▶ Exercise objective: Extend the passage on ways to detect a stealth missile, picking up right after its final sentence.

In the present day, stealth aircraft HAVE BEEN detected by looking for a "hole" in background emission. This is the result of the aircraft absorbing and deflecting stray emissions or what would essentially be the background noise floor of a given portion of spectrum. Practically any source of EM radiation can be used for this purpose, even the active targetting system of the ship firing the missile. Developed planets, stars, the actual background radiation of space, would all work for this technique.

Since PRIS is described in the setting, we could just as easily use background x-ray radiation to detect the missile in a manner similar to a current day x-ray. If the stealth also blocked x-ray radiation, we would still be able to look for the hole in the x-ray background of space.

Since we know that gravitational sensors exist in the setting, we would also be able to detect the gravitational signature of the missile based on its mass, as stealth does not make the mass disappear.

There is also the technique of analyzing EM spectrum interference exhibited by ALL objects. This technique is based on objects interacting with different frequencies of EM emision in different ways. A gross, but brief, oversimplified example of this technique is using minute changes in the propagation of the wifi signal in your house to be able to tell where a person is inside the house, if they are moving, etc. (yes, this is actually a thing).

I'll even give you the benefit of assuming that none of those mechanisms work. Given the power of lasers extant within the setting (more on this later), we could easily set a scan pattern and lool for either the optical or thermal "bloom" that would occur when the missile was encountered.

One could make the argument that the "scanning" technique might not have sufficient angular resolution to detect something as small as a missile (bearing in mind missiles vary GREATLY in size and mass), but the probability of detection increases as distance to the target vessel decreases. This is not a matter of opinion, but a function of what angular resolution is, and is how weapons systems actually target (including human portable ones). I will point out that the angular resolution of existant systems is somewhere on the order of a tennis ball at about 2500 miles (~ 4000 km). As good as that is, it does not compare to what we can already do in terms of detecting objects in space.

▶ Recorded information:
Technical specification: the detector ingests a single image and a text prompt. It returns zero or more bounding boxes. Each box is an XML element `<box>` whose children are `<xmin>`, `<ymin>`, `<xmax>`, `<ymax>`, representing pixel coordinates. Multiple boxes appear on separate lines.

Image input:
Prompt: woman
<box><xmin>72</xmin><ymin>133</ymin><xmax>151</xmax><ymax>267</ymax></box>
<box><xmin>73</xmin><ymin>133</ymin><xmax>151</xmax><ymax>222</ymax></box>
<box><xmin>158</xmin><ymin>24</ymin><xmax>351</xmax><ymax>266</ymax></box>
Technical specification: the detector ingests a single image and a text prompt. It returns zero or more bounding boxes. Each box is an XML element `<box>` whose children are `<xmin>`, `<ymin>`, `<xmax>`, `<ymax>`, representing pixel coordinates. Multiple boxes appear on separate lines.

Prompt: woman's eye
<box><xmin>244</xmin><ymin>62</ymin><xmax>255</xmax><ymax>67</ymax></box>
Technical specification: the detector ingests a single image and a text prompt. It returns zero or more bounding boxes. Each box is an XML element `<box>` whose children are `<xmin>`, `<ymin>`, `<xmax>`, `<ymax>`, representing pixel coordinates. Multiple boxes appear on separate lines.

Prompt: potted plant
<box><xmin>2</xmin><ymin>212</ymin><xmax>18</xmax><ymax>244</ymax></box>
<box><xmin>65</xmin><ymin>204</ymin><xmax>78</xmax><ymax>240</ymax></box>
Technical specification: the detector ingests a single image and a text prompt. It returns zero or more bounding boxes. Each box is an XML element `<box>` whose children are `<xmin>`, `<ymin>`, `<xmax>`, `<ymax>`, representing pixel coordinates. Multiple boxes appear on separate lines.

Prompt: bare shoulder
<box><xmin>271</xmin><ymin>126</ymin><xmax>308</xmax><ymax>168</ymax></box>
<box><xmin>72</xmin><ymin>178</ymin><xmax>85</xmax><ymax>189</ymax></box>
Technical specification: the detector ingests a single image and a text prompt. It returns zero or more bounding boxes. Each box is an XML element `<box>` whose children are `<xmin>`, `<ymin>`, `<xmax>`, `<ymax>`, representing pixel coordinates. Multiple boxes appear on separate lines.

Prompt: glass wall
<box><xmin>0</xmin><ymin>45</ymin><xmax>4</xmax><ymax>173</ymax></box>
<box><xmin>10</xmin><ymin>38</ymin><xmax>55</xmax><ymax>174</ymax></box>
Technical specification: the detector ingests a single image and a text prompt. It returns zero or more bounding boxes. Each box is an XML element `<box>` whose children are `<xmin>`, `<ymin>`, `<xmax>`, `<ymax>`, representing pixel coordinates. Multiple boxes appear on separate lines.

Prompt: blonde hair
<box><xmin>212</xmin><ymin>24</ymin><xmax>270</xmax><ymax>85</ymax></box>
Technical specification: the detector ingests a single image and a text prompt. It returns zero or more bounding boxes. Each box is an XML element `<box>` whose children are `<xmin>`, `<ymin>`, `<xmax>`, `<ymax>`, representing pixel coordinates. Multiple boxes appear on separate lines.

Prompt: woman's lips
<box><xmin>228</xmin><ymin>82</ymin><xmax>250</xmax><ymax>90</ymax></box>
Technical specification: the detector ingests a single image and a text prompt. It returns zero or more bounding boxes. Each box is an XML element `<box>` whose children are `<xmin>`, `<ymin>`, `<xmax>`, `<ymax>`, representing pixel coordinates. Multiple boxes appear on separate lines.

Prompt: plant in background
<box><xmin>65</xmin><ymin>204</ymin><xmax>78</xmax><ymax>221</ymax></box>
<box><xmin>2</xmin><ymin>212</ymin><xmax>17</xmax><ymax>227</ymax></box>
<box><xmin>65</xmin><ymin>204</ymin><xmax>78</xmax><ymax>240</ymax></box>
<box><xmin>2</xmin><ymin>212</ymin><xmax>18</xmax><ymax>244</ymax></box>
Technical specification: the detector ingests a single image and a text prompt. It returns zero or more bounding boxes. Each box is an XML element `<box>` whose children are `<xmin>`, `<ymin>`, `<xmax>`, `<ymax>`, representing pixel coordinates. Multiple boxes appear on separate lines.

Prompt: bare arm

▶ Exercise output:
At this point, we have not even talked about active radar, which is still a thing. Given that most stealth materials do not absorb or disperse the entire EM spectrum, radar with adjustable frequency and beam forming (again, existent today) may still be able to detect the missiles. In fact, the more proper question is not whether or not it can be detected, but at what range it can be detected.

My assumption is that given what I have outlined above, and still not accounting for any purely deus ex machina solution, accurate detection and tracking is more likely than not.

Since you previously tried to use the argument of active ECM, I will go ahead and shut that down now. There is a reason that is not done today (the technology has been viable since at least the 80s). There are missiles specifically designed to target active transmitters. This is often referred to as "beam riding". There are also missiles capable of targetting intermittent and burst transmitters, and even long-loiter variants of those missiles. The moment a missile were to make a transmission the position and attitude of the device would become known quantities. It does not matter what the signal is. It does not matter that it is a jamming transmission. ANY transmission is a beacon for locating the transmitter, and that with strictly passive systems.

phavoc said:
or if it does and the target has ablative armor, the effectiveness of the laser is minimized. There ya go, a future (and current) way that lessens the effectiveness of laser defenses. Still think it's illogical? Everyone is entitled to their opinion, right or wrong.

Now we get to the interesting part of the argument.

We will start with ablative technology. Even though we do not know what ablative technologies might emerge in the far future, we can make some educated guesses about how effective it might be. Ablatives generally work by sublimation, with the shielding effect arising from gases produced and the lost material carrying off excess heat. The maximum effectiveness of ablative technolgies is governed by the maximum density of the materials in use and the transition temperatures of the materials. Ablatives are not a license for indefinite exposure to high temperatures, and are sacrificial by design. The game acknowledges this in the existance of the Ablat armor and the thermal shielding option applicable for spacecraft. I will come back to this point later.

You also attempted previously to make the argument that missiles would not need to impact the ship directly, or that nuclear armed missiles would be able to destroy or damage ships by mere proximity. You are attempting to argue that a technique used for anti-aircraft missiles is relevant in an anti-ship role. If we return to the examples you attempted to use previously, anti-ship missiles DO require direct impact.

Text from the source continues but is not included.